--- JOB ---
Change "black metal railing" to "dark iron railing" in the items below, from the line containing "railing in foreground" through the line containing "<point>564,354</point>", inclusive. Give back only those lines, with nothing else altered.

--- MATERIAL FOR THE TASK ---
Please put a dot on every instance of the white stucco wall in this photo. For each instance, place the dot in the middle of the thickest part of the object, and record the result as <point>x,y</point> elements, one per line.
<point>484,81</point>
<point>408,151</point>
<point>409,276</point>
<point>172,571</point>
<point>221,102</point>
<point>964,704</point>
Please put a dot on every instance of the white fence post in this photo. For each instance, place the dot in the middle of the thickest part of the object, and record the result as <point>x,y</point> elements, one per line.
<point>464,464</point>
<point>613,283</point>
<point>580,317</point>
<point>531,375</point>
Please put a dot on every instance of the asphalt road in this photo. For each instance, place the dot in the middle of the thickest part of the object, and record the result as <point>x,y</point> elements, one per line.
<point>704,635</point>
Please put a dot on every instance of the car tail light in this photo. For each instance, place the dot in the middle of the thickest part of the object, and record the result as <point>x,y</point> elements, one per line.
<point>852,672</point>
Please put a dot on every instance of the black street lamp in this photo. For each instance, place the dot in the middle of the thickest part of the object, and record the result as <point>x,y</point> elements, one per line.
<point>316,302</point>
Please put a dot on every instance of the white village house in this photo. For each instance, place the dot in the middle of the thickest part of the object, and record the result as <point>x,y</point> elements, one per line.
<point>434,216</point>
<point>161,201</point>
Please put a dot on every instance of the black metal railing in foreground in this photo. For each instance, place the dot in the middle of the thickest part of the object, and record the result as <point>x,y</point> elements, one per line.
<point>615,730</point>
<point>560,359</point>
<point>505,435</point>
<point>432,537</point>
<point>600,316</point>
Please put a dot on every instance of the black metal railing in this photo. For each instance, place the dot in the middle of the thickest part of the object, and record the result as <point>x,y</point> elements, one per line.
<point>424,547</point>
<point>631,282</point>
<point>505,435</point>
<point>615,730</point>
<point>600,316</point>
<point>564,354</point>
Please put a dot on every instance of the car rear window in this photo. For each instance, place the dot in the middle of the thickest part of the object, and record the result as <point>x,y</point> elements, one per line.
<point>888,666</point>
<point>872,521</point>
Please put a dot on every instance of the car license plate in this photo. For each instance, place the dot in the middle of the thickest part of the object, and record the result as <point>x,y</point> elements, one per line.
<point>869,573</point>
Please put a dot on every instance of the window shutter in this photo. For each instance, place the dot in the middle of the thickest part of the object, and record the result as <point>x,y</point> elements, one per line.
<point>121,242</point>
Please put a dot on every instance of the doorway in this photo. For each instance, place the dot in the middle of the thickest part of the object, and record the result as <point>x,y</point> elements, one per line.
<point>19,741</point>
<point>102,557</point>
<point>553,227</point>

--- EXERCISE RESULT ---
Please put a dot on every instance of the dark iron railing in foreground in this photo. For each instance, place the dot in the middle of the thickest part of the object, and record the result as <point>x,y</point> elements, one per line.
<point>615,730</point>
<point>560,359</point>
<point>505,435</point>
<point>432,537</point>
<point>600,316</point>
Please put a dot on every instance of the dark iron railing in this photo. For each instance, place the dot in the middle of the thickest part of the object, and record the result as <point>x,y</point> elements, one per line.
<point>424,547</point>
<point>631,282</point>
<point>505,435</point>
<point>615,730</point>
<point>600,316</point>
<point>564,354</point>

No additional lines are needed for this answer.